近年、職場におけるパワーハラスメントは非常に大きな問題となっています。
厚生労働省が示す定義によれば、職場におけるパワーハラスメント(いわゆるパワハラ)とは、職場において行われる
①優越的な関係を背景として言動であって、
②業務上必要かつ相当な範囲を超えたものにより、
③労働者の就業環境が害されるもの
のことです(上記①から③までの要素を全て満たすことが前提です)。
客観的に見て、業務上必要かつ相当な範囲で行われる適正な業務指示や指導については、職場におけるパワハラには該当しないものとされています。
なお、詳しくはこちらのページで解説していますので、ぜひご覧下さい。
職場においてパワハラが起きてしまった場合には、会社として必要な事実調査や関係者に対するヒアリングといった対応、その後の再発防止に向けた対策などが必要になるだけでなく、被害者からは安全配慮義務違反に基づく損害賠償請求などを求められることもあります。
したがって、使用者は、職場においてパワハラを含むあらゆるハラスメントが起こらないように、徹底的な対策を講ずるよう心がけなければなりません。

[点アノテーションデータの抜粋]
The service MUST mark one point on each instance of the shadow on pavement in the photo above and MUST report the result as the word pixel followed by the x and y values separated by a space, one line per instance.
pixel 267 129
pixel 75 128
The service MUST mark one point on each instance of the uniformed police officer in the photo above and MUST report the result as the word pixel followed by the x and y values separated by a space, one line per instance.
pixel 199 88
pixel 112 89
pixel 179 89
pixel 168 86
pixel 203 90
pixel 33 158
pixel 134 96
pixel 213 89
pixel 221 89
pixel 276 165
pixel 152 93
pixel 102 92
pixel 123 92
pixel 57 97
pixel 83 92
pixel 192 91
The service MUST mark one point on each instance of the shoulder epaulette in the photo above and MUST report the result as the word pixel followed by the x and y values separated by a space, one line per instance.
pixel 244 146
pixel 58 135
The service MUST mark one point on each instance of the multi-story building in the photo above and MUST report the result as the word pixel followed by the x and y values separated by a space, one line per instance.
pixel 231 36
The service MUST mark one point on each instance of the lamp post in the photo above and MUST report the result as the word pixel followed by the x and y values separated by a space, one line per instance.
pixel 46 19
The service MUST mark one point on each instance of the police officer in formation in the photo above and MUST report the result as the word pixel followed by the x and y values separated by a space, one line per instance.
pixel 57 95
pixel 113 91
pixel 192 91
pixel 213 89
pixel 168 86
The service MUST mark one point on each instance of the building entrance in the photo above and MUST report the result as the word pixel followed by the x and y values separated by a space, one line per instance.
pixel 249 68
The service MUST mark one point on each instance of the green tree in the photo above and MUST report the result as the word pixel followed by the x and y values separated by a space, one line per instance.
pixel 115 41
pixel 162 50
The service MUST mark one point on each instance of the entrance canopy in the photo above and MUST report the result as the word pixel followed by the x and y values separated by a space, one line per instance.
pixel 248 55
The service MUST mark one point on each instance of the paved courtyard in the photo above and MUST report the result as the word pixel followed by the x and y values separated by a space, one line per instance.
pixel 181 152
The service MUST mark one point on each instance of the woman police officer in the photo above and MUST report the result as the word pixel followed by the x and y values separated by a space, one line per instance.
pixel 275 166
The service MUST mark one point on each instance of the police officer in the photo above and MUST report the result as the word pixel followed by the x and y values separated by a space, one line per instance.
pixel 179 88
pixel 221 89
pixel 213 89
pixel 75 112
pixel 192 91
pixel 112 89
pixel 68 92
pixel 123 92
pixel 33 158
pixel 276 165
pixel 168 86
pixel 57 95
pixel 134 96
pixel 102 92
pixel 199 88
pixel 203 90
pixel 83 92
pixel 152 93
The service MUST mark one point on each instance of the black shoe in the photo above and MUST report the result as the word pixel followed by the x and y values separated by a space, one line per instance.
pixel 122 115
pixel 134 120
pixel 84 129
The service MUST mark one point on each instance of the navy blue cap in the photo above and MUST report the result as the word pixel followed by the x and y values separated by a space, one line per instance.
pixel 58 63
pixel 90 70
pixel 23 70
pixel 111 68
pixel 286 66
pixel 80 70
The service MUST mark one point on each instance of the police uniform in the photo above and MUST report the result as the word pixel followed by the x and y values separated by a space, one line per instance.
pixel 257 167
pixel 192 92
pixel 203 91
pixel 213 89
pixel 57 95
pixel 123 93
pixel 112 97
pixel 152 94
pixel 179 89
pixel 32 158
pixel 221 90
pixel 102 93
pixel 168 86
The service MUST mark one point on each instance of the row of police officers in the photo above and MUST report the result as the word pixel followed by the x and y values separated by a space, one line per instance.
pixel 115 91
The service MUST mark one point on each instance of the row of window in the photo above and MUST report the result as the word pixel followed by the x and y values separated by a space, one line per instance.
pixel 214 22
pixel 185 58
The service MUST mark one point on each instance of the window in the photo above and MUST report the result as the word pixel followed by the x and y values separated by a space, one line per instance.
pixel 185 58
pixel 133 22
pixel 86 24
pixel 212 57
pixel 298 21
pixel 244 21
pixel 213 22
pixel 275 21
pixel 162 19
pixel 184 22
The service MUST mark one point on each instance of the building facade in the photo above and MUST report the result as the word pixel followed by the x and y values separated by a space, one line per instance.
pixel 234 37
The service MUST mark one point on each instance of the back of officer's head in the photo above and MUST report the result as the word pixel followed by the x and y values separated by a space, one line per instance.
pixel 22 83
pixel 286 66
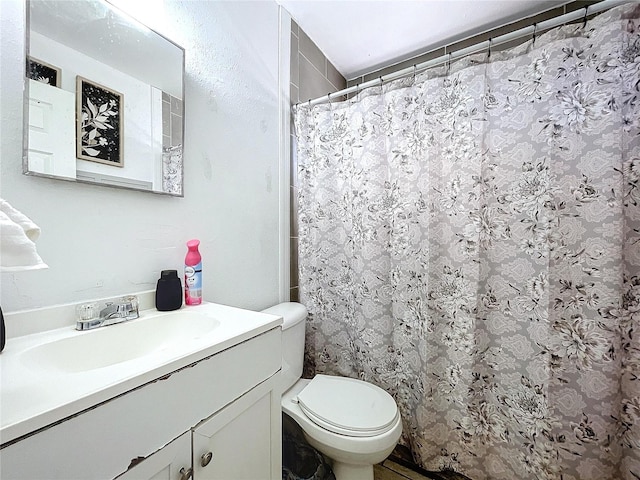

- 作業一覧:
- 1) パワハラについての文書を、2文で短くまとめてください。
- 2) パワハラについての文書で、厚生労働省の定義に当てはまるために全て満たす必要があるとされている要素を、すべて挙げてください。
この記録は、パワハラについての文書とは関係がありません。

- 回答:
- 1) 職場のパワハラとは、優越的な関係を背景にした言動のうち、業務上必要かつ相当な範囲を超えたものによって、労働者の就業環境が害されるものを指し、この三つを全て満たすことが前提で、適正な業務指示や指導は当たらないとされています。パワハラが起きると、会社は事実調査や再発防止などの対応が必要になり、被害者から損害賠償を求められることもあるため、使用者は徹底した対策を心がけなければなりません。

- 2)
・優越的な関係を背景とした言動であること
・業務上必要かつ相当な範囲を超えたものであること
・労働者の就業環境が害されるものであること